→ **AUFGABE A**
Tippe aus dem Text über den Ilisu-Staudamm den Abschnitt von "Von Susanne Güsten" bis "treu seinen Dienst." wortgetreu ab.

→ **QUELLE**
------------------------------------

Das geplante Wasserkraftwerk am Ilisu-Staudamm in der Türkei soll der ganzen Region einen Entwicklungsschub verpassen, so die Argumentation der Befürworter. Doch der Bau des Stausees hat massive Folgen für die Umwelt und die Anwohner: Zehntausende müssten umgesiedelt werden, und die antike Stadt Hasankeyf würde überflutet. Dagegen regt sich Widerstand.

Von Susanne Güsten | 13.03.2009
    Andruck bei "Batman Cagdas", einer alternativen Lokalzeitung in der kurdischen Großstadt Batman im Südosten der Türkei. Ein antiquarisches Modell der Heidelberger Druckmaschinen aus den 60er-Jahren tut hier noch treu seinen Dienst.

------------------------------------

→ **AUFGABE B**
Wandle in den Datenzeilen unten den Abschnitt von der Zeile mit "Guideline: the keypoint for each instance of the tree trunk" bis zur Zeile mit "Guideline: the keypoint for each instance of the tree sits" in eine nummerierte Liste um. Beide Zeilen gehören dazu, Leerzeilen fallen weg.

→ **DATENZEILEN**
------------------------------------

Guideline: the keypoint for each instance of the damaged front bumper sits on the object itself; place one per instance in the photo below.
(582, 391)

------------------------------------

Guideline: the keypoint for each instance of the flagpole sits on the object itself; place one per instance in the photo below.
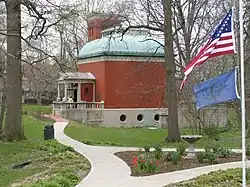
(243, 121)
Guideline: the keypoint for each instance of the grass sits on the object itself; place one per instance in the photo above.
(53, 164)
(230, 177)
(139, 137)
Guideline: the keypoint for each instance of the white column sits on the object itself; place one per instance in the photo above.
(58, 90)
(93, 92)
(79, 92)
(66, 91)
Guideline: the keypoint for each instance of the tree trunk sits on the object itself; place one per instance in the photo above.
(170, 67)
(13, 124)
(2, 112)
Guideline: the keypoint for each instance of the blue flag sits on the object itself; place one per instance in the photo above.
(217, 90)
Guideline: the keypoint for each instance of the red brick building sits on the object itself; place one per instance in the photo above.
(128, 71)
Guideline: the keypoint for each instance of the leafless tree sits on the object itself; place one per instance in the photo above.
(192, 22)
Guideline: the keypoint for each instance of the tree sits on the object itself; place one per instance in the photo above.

------------------------------------

→ **VOLLSTÄNDIGE AUSGABE A**
Von Susanne Güsten | 13.03.2009
    Andruck bei "Batman Cagdas", einer alternativen Lokalzeitung in der kurdischen Großstadt Batman im Südosten der Türkei. Ein antiquarisches Modell der Heidelberger Druckmaschinen aus den 60er-Jahren tut hier noch treu seinen Dienst.

→ **VOLLSTÄNDIGE AUSGABE B**
1. Guideline: the keypoint for each instance of the tree trunk sits on the object itself; place one per instance in the photo above.
2. (170, 67)
3. (13, 124)
4. (2, 112)
5. Guideline: the keypoint for each instance of the blue flag sits on the object itself; place one per instance in the photo above.
6. (217, 90)
7. Guideline: the keypoint for each instance of the red brick building sits on the object itself; place one per instance in the photo above.
8. (128, 71)
9. Guideline: the keypoint for each instance of the leafless tree sits on the object itself; place one per instance in the photo above.
10. (192, 22)
11. Guideline: the keypoint for each instance of the tree sits on the object itself; place one per instance in the photo above.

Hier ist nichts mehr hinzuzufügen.